Trecho da página:

# # #

No entanto, não poderíamos afirmar que “alimento não é mercadoria”, usando a palavra em português sem explicá-la no “financês”. A afirmação “alimento não é mercadoria” não encontra respaldo na realidade e no imaginário das pessoas comuns (não politizadas). Pode ser palavra de ordem, uma expressão derivada da frase cunhada a partir da justa e necessária luta de José Bové, que encontrou apoio na Via Campesina. Esta sim encontra respaldo na realidade em que vivemos nessa economia de mercado, ao afirmar que “o mundo não é uma mercadoria” — seja em português como em inglês — “o mundo não é uma commodity”.
Senão vejamos: alimento é mercadoria sim, porque ainda temos que comprar alimento no supermercado, na padaria, nas feiras livres, nos hortifrutigranjeiros, nos mercados, nas quitandas, entre outros cantos. Também o Estado não nos proporcionará alimento gratuito. Mera ilusão achar que o Estado vai dar comida grátis para todo o contingente dos mais de 7,5 bilhões de seres humanos neste planeta, sem contar, é claro, os demais seres vivos.
Certamente, como defende Vandana Shiva, “alimento não é commodity”, porque, afinal, não nos alimentamos com monocultura intensiva (uma única cultura), sendo apenas cinco principais produtos da pauta de exportação brasileira, e nem podemos deixar de nos alimentar com outras variedades que são mais importantes e garantem a segurança alimentar e nutricional, como raízes, verduras, legumes, frutas, cereais, folhas verde, cascas, mel de abelha, temperos, condimentos, leite, ovos, farinhas, carnes diversas (não somente a de gado, frango e suíno), peixes, frutos do mar, e por aí vai afora, sem contar com as plantas que curam. Medicamentos podem ser tradicionais ou alternativos. Por que estamos nos matando na medicina convencional com drogas que viciam e provocam efeitos colaterais?

# # #

Informações da fonte:
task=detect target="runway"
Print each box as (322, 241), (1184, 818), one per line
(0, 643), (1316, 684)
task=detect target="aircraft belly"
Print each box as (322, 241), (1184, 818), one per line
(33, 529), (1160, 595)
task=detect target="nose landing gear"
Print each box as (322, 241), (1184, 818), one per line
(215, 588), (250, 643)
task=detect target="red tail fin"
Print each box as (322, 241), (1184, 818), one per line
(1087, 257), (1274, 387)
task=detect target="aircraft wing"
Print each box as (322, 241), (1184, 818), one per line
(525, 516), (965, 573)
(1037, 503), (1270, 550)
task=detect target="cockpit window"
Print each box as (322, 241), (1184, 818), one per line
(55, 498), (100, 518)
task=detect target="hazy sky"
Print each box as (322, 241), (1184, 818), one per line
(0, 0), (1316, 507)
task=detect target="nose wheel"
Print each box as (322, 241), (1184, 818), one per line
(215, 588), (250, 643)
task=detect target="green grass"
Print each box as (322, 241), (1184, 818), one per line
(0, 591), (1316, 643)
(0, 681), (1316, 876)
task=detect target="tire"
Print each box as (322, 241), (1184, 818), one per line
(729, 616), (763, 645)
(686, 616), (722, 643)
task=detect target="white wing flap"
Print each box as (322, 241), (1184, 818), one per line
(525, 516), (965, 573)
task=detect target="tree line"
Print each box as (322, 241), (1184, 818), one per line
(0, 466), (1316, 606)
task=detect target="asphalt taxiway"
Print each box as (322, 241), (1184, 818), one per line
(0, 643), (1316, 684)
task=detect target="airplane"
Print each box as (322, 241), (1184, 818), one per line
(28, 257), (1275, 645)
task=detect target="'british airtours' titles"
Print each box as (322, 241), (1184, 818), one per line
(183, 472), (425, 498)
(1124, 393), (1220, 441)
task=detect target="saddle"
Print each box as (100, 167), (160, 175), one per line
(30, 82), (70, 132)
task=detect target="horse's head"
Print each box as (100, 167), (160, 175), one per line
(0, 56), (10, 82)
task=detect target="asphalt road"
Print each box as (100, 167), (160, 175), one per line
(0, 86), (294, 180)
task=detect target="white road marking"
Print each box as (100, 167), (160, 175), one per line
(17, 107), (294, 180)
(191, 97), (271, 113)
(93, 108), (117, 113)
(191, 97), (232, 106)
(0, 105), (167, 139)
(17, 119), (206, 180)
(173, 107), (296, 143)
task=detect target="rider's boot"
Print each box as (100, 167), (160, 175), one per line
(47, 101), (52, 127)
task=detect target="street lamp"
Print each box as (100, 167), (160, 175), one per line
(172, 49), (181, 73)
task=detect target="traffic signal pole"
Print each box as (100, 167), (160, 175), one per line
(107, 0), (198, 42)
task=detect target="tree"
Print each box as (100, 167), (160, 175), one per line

# # #

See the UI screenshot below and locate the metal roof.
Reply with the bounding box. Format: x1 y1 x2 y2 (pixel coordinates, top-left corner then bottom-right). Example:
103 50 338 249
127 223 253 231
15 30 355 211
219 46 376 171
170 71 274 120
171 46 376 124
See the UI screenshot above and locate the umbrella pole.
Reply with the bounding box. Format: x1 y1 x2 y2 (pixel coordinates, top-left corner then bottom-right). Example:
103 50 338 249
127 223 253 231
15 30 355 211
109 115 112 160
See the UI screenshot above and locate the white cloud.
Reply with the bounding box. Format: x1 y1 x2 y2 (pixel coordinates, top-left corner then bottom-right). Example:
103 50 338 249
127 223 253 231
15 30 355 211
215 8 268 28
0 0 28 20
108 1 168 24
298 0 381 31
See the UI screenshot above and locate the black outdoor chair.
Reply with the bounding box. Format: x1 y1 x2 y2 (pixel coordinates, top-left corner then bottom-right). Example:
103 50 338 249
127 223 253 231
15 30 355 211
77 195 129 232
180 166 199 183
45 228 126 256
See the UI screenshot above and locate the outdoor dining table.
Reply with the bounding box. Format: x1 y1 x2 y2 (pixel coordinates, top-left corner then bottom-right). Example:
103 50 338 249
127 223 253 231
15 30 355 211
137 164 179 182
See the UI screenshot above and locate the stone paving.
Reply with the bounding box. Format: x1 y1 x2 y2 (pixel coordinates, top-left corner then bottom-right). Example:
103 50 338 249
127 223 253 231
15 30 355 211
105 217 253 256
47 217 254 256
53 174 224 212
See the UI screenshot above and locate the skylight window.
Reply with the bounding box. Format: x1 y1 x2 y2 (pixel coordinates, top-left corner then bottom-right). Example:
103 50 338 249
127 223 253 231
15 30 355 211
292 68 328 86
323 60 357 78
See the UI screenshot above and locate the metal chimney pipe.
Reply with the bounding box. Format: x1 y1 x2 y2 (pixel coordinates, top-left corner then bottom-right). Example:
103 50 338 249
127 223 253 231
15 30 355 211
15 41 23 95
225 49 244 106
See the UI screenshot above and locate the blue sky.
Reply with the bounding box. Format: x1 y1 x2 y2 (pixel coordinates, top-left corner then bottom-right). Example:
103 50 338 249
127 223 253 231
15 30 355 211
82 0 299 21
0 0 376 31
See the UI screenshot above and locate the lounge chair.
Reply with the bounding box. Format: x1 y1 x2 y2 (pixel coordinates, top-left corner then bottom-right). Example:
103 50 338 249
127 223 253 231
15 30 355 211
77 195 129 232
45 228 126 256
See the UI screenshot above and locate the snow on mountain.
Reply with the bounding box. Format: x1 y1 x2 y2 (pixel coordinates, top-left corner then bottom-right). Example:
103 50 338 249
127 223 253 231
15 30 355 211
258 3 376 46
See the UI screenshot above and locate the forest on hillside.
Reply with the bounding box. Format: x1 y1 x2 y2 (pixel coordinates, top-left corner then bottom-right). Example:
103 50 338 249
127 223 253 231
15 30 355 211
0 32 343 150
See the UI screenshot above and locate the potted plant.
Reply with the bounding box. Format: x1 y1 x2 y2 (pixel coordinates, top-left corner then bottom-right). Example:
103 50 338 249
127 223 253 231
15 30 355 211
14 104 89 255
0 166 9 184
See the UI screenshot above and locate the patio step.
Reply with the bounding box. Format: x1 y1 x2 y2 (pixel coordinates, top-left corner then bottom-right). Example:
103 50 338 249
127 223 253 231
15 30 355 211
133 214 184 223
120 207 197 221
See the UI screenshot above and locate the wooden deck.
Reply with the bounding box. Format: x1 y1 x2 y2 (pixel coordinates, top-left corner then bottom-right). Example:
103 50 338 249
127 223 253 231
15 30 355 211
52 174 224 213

# # #

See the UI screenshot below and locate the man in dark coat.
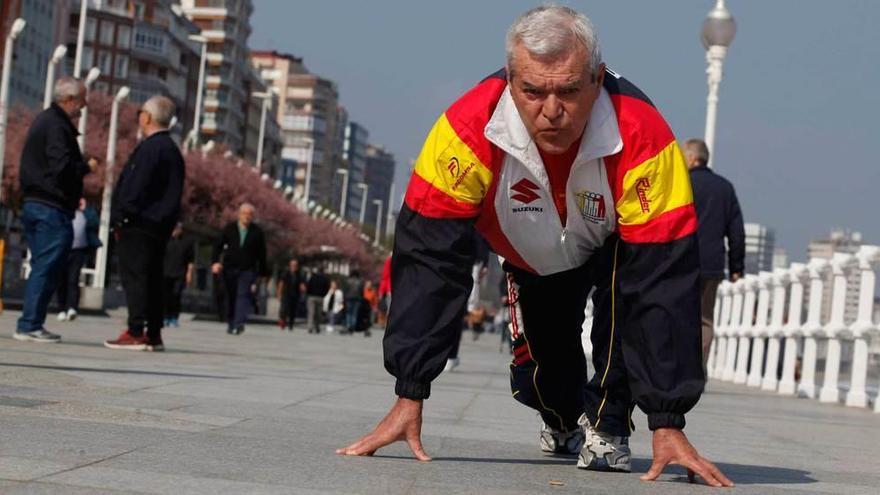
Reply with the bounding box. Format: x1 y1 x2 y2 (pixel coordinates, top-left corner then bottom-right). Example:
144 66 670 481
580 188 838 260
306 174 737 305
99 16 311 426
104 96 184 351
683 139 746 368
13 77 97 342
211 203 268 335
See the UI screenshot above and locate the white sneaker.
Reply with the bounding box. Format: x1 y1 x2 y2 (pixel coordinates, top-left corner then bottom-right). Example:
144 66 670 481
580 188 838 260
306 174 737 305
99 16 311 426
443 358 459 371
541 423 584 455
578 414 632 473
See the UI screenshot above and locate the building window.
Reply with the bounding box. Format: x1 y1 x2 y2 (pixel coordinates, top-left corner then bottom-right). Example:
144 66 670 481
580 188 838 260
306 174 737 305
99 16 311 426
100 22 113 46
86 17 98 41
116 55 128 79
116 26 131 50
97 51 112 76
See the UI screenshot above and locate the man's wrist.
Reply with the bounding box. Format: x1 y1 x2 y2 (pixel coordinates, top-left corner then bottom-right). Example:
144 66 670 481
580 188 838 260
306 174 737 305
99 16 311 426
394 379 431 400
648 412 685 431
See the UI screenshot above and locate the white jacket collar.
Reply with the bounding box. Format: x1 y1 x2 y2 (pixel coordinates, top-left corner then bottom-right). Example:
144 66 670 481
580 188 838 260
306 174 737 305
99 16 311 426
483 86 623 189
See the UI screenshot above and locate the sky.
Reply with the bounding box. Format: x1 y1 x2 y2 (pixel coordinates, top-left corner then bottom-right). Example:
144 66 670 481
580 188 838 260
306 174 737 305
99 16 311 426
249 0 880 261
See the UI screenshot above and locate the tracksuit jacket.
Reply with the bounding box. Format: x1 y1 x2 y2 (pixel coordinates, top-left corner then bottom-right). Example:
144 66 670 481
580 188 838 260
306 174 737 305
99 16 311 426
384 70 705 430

# # #

Perguntas:
a - Reescreva de forma mais curta o parágrafo do texto sobre alimento como mercadoria que começa com "Senão vejamos", mantendo seus fatos principais.
b - Troque "Estado" por "governo" no trecho do texto sobre alimento como mercadoria entre "Senão vejamos: alimento" e "demais seres vivos.", inclusive, e apresente o trecho resultante.
c - Por favor, escreva a continuação do texto sobre alimento como mercadoria a partir da última frase apresentada.

Respostas por tarefa:
a - Alimento é mercadoria, pois ainda precisamos comprá-lo em supermercados, padarias, feiras livres, quitandas e outros lugares. O Estado não oferecerá comida gratuita, e é ilusão esperar que alimente os mais de 7,5 bilhões de seres humanos do planeta, sem contar os demais seres vivos.

b -
Senão vejamos: alimento é mercadoria sim, porque ainda temos que comprar alimento no supermercado, na padaria, nas feiras livres, nos hortifrutigranjeiros, nos mercados, nas quitandas, entre outros cantos. Também o governo não nos proporcionará alimento gratuito. Mera ilusão achar que o governo vai dar comida grátis para todo o contingente dos mais de 7,5 bilhões de seres humanos neste planeta, sem contar, é claro, os demais seres vivos.

c -
Assim sendo, proponho adotar outra frase, que compreendo ser mais adequada ao que se pretende comunicar: “alimento é direito humano e dos demais seres vivos”. Não deixarei os outros seres vivos de fora desta pendenga, considerando o aprendizado adquirido com o eco-historiador e ambientalista Arthur Soffiati, que nos apresenta o desafio do novo paradigma naturalista organicista contemporâneo:
O paradigma mecanicista continua impregnado no ser humano ocidentalizado, agora de forma prática. Por outro lado, emerge um novo paradigma, que poderíamos chamar de naturalista organicista contemporâneo. Em lugar do “penso, logo existo”, coloca-se agora o “computo, logo existo”. Computar é processar as informações e transformá-las em conhecimento para a vida. Todos os seres vivos — unicelulares ou pluricelulares — computam. Logo, todos podem ser considerados sujeitos e objetos.
Se entendermos que “alimento é direito humano e dos demais seres vivos”, estaremos empunhando uma bandeira que encontrará respaldo no imaginário das pessoas e levantará um questionamento fundamental: por que temos que comprar alimentos caros e ruins nos supermercados? Se é que o que está no supermercado pode se considerar “alimento”. Dar uma papinha industrializada para seu bebê é estar alimentando-o?
Com estas indagações, entre outras, provocamos inquietudes e, dessa forma, promovemos uma discussão filosófica e mais eficiente nas mentes, nos corações e nos estômagos, conscientizando as pessoas sobre o que afinal estamos produzindo e consumindo.
Podemos começar filosofando como o poeta e dramaturgo inglês William Shakespeare: “Ser ou não ser mercadoria: eis a questão!”.
Notas:
EL KHALILI, Amyra. Pós RIO+20: Reflexões conceituais sobre a “comoditização” dos bens comuns.
EL KHALILI, Amyra. Ser ou não ser mercadoria: eis a questão!. Fórum de Direito Urbano e Ambiental – FDUA, Belo Horizonte, ano 13, n. 74, p.77 -80, mar./abr. 2014.